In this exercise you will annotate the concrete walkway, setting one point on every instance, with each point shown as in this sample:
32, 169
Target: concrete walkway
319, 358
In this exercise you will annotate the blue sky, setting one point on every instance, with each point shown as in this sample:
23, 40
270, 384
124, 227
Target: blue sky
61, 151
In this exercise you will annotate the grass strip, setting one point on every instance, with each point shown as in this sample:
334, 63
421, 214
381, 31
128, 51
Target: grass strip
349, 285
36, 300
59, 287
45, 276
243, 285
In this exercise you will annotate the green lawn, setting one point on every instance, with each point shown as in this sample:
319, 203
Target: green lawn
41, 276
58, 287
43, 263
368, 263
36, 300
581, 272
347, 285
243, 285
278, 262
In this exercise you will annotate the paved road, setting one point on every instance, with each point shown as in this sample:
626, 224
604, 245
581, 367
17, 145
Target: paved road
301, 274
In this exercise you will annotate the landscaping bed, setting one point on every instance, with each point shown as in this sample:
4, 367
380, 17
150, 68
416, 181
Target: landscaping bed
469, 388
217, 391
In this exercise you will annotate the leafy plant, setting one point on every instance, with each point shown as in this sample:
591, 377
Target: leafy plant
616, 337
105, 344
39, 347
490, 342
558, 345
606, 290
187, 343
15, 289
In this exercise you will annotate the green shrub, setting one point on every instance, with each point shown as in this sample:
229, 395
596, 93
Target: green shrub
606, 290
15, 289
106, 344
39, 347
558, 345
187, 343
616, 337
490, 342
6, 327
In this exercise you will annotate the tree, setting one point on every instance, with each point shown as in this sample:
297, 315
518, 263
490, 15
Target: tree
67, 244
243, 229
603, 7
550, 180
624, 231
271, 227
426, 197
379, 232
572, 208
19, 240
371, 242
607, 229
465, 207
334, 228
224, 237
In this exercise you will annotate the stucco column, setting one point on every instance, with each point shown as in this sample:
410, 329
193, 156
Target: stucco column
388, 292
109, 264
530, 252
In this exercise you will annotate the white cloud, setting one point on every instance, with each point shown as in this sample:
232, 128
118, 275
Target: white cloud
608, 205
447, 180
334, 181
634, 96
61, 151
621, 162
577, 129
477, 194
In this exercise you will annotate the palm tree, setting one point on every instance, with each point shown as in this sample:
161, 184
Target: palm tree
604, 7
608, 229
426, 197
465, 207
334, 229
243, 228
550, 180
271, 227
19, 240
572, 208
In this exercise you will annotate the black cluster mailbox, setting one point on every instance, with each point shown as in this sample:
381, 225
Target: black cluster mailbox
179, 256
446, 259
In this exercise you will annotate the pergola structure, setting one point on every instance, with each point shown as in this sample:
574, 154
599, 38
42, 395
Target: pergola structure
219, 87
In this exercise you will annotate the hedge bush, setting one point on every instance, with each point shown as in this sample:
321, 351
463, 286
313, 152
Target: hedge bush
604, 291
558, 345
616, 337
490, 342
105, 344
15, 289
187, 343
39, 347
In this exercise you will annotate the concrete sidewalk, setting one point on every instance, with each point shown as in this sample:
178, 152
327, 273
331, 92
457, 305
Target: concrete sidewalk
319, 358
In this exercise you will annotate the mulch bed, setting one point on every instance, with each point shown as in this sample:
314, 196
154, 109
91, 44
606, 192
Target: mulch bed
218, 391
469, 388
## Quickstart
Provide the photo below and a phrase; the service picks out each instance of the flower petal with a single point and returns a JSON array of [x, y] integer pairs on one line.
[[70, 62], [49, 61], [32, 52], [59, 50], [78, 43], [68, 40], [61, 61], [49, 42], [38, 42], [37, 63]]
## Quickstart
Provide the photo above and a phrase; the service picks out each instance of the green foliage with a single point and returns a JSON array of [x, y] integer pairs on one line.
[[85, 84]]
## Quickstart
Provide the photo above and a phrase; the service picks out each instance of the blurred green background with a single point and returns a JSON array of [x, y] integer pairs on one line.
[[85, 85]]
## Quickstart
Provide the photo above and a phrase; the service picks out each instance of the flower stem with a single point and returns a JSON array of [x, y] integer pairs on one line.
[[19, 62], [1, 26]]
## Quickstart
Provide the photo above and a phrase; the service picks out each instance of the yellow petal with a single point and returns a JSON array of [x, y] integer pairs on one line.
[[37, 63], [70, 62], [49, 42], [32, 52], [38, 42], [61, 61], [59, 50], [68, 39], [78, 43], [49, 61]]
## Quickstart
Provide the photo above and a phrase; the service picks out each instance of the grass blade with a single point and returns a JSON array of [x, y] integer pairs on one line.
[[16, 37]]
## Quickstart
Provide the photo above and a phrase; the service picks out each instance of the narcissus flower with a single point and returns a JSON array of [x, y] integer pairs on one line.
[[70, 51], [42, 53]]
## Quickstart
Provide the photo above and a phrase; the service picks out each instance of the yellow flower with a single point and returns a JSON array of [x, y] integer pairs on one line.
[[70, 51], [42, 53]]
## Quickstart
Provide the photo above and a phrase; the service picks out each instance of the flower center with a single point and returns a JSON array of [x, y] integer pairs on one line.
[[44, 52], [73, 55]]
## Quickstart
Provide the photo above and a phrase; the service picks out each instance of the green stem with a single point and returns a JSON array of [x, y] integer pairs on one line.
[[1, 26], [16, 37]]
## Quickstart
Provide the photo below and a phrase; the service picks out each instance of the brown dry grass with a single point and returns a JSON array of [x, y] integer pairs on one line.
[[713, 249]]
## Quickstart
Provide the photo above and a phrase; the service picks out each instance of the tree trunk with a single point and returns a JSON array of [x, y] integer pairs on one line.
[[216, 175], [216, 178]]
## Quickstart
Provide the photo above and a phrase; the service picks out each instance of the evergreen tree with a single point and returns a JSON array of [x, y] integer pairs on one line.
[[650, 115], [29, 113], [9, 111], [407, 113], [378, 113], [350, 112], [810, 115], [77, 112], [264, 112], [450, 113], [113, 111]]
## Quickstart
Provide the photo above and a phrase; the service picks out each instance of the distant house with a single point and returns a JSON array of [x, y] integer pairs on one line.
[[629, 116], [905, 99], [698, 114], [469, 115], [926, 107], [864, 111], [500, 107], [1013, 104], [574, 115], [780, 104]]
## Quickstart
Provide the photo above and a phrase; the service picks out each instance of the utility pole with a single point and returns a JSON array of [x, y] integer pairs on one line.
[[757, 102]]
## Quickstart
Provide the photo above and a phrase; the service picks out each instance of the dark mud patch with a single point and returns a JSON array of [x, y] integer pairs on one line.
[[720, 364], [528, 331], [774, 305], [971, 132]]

_ _ _ _ _ _ _

Reproduce all of the listing, exactly as given.

In this exercise you will annotate the concrete walkway, setting one point on every instance, with each point shown as in this sample:
32, 169
Target: concrete walkway
319, 358
In this exercise you will annotate the blue sky, setting one point on every instance, with each point shown as in this sample:
23, 40
270, 384
124, 227
Target: blue sky
61, 151
In this exercise you will annotate the grass strip, setting one point on every instance, with each point shown as in this sample:
334, 63
421, 214
381, 31
128, 51
Target: grass strip
349, 285
36, 300
59, 287
45, 276
243, 285
In this exercise you will annotate the green lawn, setting one point on every instance, with each point shown as in this sample:
319, 203
Target: green lawn
41, 276
58, 287
43, 263
368, 263
36, 300
581, 272
347, 285
243, 285
278, 262
In this exercise you will annotate the paved road, setting one point on every instance, with each point shown as in this sample:
626, 224
604, 245
581, 367
17, 145
Target: paved road
301, 274
In this exercise you will annotate the landscaping bed, setting one point on every instance, with each point shown as in this sample:
4, 367
380, 17
150, 68
416, 181
Target: landscaping bed
469, 388
217, 391
In this exercise you will annotate the leafy plant, setting one point on every instance, with each point shown as in this sample:
591, 377
Target: leafy plant
616, 337
105, 344
39, 347
490, 342
558, 345
606, 290
187, 343
15, 289
In this exercise you will annotate the green shrub, setting one point on every instance, with each point shown as in this sample:
229, 395
596, 93
Target: green shrub
606, 290
15, 289
106, 344
39, 347
558, 345
187, 343
616, 337
490, 342
6, 327
In this exercise you will annotate the tree, setting one point on every instance, with each point shown as in this sample:
297, 315
518, 263
490, 15
Target: tree
67, 244
243, 229
603, 7
550, 180
624, 231
271, 227
426, 197
379, 232
572, 208
19, 240
371, 242
607, 229
465, 207
334, 228
224, 237
In this exercise you will annotate the stucco column, setting one point on every instance, with each point shown as in this sample:
410, 329
193, 156
Target: stucco column
388, 292
109, 264
530, 252
In this exercise you will annotate the white cloud, setting one point on every instance, with each point shown as in this sample:
232, 128
118, 275
Target: white cloud
608, 205
447, 180
334, 181
634, 96
61, 151
621, 162
577, 129
477, 194
In this exercise you will annotate the palm tree, setting one point on every instance, with each point shown as in this sample:
161, 184
Target: palm tree
604, 7
608, 229
426, 197
465, 207
334, 229
243, 228
550, 180
271, 227
19, 240
572, 208
In this exercise you will annotate the black cluster mailbox, setting one point on every instance, with each point shown as in this sample:
381, 225
Target: black cluster mailbox
179, 256
446, 259
In this exercise you will annotate the pergola structure, setting one point on every instance, with each point shown as in this sample:
574, 154
599, 38
42, 395
Target: pergola structure
219, 87
In this exercise you will annotate the hedge bush, setting one point on every instance, with each point shown as in this sample:
321, 351
463, 286
313, 152
Target: hedge bush
604, 291
558, 345
616, 337
490, 342
105, 344
15, 289
187, 343
39, 347
In this exercise you will annotate the concrete sidewalk, setting one point on every instance, with each point shown as in this sample:
178, 152
327, 273
331, 92
457, 305
Target: concrete sidewalk
319, 358
In this exercise you will annotate the mulch bed, setting one point on every instance, with each point shown as in this sample:
314, 196
154, 109
91, 44
606, 192
Target: mulch bed
218, 391
469, 388
## Quickstart
Provide the photo below and a phrase; the service picks out each instance of the flower petal with a single point and returns a JSON array of [x, y] integer pairs on one line.
[[70, 62], [49, 61], [32, 52], [59, 50], [78, 43], [68, 40], [61, 61], [49, 42], [38, 42], [37, 63]]
## Quickstart
Provide the photo above and a phrase; the service picks out each instance of the green foliage with a single point and returns a JSON array of [x, y] integer pairs on one line.
[[85, 84]]
## Quickstart
Provide the photo above and a phrase; the service picks out each instance of the blurred green background with a single point and returns a JSON array of [x, y] integer pairs on one line.
[[85, 85]]
## Quickstart
Provide the photo above and a phrase; the service picks out each instance of the flower stem with a single point and returns a JSON array of [x, y] integer pairs on one line.
[[19, 62], [1, 26]]
## Quickstart
Provide the photo above and a phrase; the service picks out each instance of the yellow petal with a single point and returns a JSON array of [x, y] integer pairs on one line.
[[37, 63], [70, 62], [49, 42], [32, 52], [38, 42], [61, 61], [59, 50], [68, 39], [78, 43], [49, 61]]
## Quickstart
Provide the photo above and a phrase; the service picks out each instance of the grass blade with a single point and returns a JSON array of [x, y] integer pairs on one line.
[[16, 37]]
## Quickstart
Provide the photo above and a phrase; the service picks out each instance of the narcissus flower with a single point and returns a JSON array of [x, y] integer pairs on one line.
[[70, 51], [42, 53]]
## Quickstart
Provide the photo above and a phrase; the service picks out each instance of the yellow flower with a single point and returns a JSON array of [x, y] integer pairs on one line.
[[70, 51], [42, 53]]
## Quickstart
Provide the photo above and a phrase; the service picks out each instance of the flower center with a single point and returns a JSON array of [x, y] integer pairs on one line.
[[44, 52], [73, 55]]
## Quickstart
Provide the photo above and a phrase; the service picks out each instance of the green stem with a single point and returns a JSON array of [x, y] integer pairs on one line.
[[1, 26], [16, 37]]
## Quickstart
Provide the photo below and a phrase; the service picks out each instance of the brown dry grass with a single point and returns a JSON array of [x, y] integer pairs on one line.
[[713, 249]]
## Quickstart
Provide the photo above and a phrase; the service picks out each instance of the tree trunk with a single point and returns a JSON array of [x, y] integer pairs on one line.
[[216, 175], [216, 178]]
## Quickstart
Provide the photo above and a phrase; the service picks out each instance of the evergreen tree with a single point and returns a JSON array of [x, y] integer pairs on one line.
[[650, 115], [29, 113], [9, 111], [407, 113], [378, 113], [350, 112], [810, 115], [77, 112], [264, 112], [450, 113], [113, 111]]
## Quickstart
Provide the photo above and a phrase; the service picks out each instance of the distant house with a single point and returns a JSON array of [x, y] integer pairs on one line.
[[629, 116], [905, 99], [698, 114], [469, 115], [926, 107], [864, 111], [500, 107], [1013, 104], [574, 115], [780, 104]]
## Quickstart
Provide the photo above and a phrase; the service picks out each instance of the utility pole with a single point and returns a JSON array of [x, y] integer pairs on one line.
[[757, 102]]
## Quickstart
Provide the photo above and a phrase; the service picks out each instance of the dark mud patch with a single point and returns a JSON array of [x, y] integer pairs on one line.
[[720, 364], [528, 331], [774, 305], [971, 132]]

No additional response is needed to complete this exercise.